Page text Start Marker

It was May 1st that things changed. I remember Christine, one of the family leaders, coming in to talk to me about what I would do if I left here. I remember being taken out of the isolation room, sitting in the corner for lunch, eating soup, and then placed in the quiet room. I remember seeing my trunk in the hall. I was confused. I was certain I was going to be sent to a psychiatric ward. I started talking to the girls from my family who were in the room with me.

I saw my Dad in the hallway. I had no idea what was going on, but we left. I was crying when I said goodbye to the girls in my family. I was crying when I said goodbye to my sponsor. I knew I was in trouble.

Dad was upset. Mom was upset. They got over it. After I was able to share some of the things that I saw there, my mother apologized to me. We have grown closer as I have gotten older. My Dad and I are on pretty good terms- but he has never said that it was a bad place. He has only admitted that it was ‘a bad place for me, but it would work for other kids’.

Since the family school, I had one stay at a mental hospital. I was put into a wilderness program that did some amount of good for me, and after talking with an educational consultant, getting an actual diagnosis from a psychologist, and being placed in a treatment center with someone they thought would be a good therapist for me and the right type of program for me, I became reasonably functional. I fought tooth and nail not to be sent to an alternative school for my senior year, instead being placed in Special Ed in the regular high school. I graduated on time.

Page text End Marker
Excerpted records Start Marker

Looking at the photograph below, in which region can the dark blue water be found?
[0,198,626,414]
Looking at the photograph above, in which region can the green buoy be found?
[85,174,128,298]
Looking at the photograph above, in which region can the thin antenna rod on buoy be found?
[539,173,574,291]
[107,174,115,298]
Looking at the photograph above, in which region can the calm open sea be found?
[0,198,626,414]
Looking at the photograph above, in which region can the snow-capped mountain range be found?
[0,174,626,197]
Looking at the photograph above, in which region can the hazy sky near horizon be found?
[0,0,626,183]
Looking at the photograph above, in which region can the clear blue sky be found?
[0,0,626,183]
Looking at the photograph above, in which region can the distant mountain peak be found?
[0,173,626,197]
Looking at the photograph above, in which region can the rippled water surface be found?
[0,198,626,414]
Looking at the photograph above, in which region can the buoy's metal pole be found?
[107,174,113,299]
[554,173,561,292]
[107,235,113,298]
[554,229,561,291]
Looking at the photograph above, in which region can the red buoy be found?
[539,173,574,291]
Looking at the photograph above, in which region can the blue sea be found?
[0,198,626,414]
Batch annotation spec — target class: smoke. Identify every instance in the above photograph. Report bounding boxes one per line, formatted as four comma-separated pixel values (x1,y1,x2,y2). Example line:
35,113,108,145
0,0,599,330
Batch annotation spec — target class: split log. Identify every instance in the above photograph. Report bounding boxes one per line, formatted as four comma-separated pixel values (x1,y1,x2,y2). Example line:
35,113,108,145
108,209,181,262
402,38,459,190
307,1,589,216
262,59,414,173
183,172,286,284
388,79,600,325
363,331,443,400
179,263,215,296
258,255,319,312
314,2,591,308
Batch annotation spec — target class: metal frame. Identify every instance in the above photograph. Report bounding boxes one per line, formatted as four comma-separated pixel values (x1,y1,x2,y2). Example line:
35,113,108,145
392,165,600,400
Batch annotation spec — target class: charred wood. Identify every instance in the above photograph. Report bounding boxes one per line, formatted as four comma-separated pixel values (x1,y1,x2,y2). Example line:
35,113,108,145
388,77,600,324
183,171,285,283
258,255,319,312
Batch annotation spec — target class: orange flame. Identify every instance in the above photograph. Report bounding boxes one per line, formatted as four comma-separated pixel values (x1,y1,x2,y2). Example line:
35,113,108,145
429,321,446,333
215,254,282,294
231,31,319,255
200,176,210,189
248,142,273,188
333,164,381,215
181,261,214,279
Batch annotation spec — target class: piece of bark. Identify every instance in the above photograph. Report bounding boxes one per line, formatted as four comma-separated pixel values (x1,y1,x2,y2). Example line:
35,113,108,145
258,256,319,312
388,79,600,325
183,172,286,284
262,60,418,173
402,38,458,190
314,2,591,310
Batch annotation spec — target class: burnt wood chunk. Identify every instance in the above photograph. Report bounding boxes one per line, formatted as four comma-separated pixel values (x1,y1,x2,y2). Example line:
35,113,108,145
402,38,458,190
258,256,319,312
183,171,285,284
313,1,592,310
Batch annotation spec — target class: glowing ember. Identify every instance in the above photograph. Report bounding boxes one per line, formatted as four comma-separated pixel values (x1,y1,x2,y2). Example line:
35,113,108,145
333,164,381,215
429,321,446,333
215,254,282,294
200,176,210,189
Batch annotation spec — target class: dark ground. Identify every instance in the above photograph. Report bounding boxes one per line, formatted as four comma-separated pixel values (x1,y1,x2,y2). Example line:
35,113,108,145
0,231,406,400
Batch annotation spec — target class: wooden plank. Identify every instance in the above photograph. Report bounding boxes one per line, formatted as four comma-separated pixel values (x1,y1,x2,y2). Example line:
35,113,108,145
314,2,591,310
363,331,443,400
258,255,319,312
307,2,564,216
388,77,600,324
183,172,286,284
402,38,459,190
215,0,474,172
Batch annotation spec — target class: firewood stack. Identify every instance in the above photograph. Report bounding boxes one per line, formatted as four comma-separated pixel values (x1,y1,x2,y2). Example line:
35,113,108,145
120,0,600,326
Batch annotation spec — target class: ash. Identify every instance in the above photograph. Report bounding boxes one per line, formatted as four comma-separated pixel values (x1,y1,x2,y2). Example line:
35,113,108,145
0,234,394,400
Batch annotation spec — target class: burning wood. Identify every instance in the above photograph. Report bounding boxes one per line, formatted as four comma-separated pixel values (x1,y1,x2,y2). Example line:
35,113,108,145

Excerpted records End Marker

§ Parts of the exercise:
1. From the account's last paragraph, list every setting the narrator stayed in or was placed in after the family school.
2. Please write out the part of the account that begins at the words "It was May 1st" and stops after "room with me.".
3. Turn the paragraph of the account that opens with "Dad was upset" into a short bulleted list that keeps its main facts.

§ Answers for each item:
1.
- A mental hospital
- A wilderness program
- A treatment center
- Special Ed in the regular high school

2.
It was May 1st that things changed. I remember Christine, one of the family leaders, coming in to talk to me about what I would do if I left here. I remember being taken out of the isolation room, sitting in the corner for lunch, eating soup, and then placed in the quiet room. I remember seeing my trunk in the hall. I was confused. I was certain I was going to be sent to a psychiatric ward. I started talking to the girls from my family who were in the room with me.

3.
- Both parents were upset at first but got over it.
- After the narrator shared some of what they saw there, the mother apologized, and the two have grown closer over the years.
- The narrator and the father are on fairly good terms.
- The father has never called it a bad place. He has only admitted it was a bad place for the narrator but would work for other kids.